(RECORDS PROVIDED begins)
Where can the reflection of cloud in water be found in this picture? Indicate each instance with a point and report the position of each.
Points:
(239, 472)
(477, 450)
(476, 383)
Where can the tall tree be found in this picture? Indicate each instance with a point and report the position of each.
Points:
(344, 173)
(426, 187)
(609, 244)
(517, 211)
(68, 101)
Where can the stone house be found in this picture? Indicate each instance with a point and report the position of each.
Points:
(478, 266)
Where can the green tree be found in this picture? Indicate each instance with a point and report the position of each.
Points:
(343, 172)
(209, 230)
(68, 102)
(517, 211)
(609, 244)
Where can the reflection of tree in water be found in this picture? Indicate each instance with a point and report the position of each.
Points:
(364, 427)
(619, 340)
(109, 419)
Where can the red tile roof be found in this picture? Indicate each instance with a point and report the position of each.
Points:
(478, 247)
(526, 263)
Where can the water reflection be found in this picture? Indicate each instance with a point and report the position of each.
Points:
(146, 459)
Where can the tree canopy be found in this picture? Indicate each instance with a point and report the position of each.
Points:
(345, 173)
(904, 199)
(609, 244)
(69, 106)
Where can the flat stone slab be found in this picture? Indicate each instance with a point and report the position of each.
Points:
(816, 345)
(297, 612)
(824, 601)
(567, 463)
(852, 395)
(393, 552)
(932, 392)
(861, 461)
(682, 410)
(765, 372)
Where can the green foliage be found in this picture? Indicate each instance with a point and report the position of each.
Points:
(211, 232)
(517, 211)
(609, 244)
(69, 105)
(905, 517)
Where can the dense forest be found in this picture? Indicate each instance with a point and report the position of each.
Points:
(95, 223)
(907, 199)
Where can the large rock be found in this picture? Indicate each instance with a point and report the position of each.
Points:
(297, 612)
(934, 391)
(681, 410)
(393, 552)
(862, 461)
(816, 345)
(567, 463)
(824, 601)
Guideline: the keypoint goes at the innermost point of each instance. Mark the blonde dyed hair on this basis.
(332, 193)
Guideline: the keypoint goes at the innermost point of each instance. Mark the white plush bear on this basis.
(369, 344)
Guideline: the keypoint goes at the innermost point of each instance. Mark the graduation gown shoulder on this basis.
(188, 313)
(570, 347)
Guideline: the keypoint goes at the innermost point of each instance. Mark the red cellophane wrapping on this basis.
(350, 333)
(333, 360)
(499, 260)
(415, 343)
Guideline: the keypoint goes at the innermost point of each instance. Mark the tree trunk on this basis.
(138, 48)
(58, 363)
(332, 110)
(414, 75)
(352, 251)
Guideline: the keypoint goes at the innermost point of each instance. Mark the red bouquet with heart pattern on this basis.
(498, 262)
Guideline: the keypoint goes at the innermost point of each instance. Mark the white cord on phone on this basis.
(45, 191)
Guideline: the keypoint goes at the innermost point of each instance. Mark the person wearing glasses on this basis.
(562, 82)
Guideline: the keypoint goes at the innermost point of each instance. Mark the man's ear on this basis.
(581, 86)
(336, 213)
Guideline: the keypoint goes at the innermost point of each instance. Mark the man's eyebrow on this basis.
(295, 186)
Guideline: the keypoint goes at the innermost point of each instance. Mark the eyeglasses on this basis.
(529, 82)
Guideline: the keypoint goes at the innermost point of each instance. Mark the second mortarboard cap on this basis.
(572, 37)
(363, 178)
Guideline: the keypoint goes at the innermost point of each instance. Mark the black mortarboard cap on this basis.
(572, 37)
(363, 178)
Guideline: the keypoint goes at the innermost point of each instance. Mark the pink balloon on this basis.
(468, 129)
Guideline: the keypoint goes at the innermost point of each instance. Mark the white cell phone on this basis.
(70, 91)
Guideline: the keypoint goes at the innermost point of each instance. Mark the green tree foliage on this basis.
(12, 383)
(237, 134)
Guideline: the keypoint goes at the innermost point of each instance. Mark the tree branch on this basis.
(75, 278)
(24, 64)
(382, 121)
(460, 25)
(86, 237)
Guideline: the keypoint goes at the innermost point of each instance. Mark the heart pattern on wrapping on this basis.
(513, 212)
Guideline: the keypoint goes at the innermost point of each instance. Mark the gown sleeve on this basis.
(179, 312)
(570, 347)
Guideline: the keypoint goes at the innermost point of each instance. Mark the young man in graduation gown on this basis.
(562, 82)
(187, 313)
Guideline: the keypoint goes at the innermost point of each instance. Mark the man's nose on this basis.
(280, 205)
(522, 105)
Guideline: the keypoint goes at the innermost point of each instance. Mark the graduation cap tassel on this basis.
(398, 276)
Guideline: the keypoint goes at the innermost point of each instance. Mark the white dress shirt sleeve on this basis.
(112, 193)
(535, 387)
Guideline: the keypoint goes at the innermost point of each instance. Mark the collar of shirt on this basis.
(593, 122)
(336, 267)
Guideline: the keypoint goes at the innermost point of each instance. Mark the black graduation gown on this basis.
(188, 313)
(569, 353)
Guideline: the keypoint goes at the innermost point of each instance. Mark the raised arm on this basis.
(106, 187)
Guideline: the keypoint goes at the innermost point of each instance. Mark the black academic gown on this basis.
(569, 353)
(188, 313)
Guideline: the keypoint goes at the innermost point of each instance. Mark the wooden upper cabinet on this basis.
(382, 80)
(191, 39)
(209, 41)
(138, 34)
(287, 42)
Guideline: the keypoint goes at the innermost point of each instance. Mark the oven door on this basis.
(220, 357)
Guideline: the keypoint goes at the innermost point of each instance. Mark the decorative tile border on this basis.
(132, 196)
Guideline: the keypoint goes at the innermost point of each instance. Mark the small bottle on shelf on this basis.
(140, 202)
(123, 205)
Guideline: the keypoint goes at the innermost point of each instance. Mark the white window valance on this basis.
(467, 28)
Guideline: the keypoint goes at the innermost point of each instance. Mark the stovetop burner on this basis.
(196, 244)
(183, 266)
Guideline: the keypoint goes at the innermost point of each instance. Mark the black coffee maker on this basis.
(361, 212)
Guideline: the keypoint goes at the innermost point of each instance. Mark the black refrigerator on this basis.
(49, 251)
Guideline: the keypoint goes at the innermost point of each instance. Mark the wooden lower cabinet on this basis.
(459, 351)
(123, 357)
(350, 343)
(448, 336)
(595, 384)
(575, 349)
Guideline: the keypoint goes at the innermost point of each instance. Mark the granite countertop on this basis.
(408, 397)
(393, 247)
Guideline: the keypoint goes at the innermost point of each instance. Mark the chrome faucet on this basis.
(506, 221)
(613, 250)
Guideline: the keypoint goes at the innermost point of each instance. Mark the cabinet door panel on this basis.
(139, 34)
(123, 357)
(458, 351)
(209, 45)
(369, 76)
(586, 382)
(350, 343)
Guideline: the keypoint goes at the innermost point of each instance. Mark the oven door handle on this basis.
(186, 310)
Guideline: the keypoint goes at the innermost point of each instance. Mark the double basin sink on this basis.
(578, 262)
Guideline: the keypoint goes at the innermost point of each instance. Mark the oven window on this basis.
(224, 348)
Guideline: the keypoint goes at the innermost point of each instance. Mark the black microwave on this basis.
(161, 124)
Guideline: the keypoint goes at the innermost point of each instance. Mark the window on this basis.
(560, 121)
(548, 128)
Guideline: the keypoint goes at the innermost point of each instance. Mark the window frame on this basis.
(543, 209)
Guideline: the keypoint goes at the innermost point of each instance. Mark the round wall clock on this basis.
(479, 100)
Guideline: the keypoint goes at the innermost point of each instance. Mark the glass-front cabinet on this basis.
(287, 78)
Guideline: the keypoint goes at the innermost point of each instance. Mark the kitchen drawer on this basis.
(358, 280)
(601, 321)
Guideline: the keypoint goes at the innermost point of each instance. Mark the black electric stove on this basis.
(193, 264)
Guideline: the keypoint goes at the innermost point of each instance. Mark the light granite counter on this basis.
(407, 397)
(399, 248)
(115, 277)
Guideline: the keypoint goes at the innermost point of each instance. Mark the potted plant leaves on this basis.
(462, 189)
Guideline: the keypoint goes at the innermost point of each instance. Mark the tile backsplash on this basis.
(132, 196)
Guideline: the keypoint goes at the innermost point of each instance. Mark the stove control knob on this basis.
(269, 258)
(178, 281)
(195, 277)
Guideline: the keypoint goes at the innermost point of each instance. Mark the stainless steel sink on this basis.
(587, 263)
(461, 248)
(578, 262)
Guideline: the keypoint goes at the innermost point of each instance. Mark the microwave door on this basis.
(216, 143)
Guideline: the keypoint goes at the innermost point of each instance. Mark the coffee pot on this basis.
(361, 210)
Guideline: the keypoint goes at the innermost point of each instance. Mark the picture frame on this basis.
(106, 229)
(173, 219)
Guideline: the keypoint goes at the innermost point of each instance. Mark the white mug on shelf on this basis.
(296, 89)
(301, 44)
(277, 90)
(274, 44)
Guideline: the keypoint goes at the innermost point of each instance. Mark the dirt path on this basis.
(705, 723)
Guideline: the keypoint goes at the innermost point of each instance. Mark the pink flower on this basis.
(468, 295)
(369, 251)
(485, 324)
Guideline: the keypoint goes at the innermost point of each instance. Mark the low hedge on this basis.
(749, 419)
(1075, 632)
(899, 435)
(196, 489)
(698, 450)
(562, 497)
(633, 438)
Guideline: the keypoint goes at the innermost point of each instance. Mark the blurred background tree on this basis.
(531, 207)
(RECORDS PROVIDED ends)
■ TO DO
When a line above contains the string "reflection", copy that line.

■ RESULT FOR THIS TASK
Where can the reflection of cloud in water be found in this picture? Indicate each instance with a point and report the position of each.
Where can the reflection of tree in water be found in this picture? Indicate each instance with a point and report the position of each.
Where can the water reflection be found in this picture? Indicate each instance with a point and report the position of each.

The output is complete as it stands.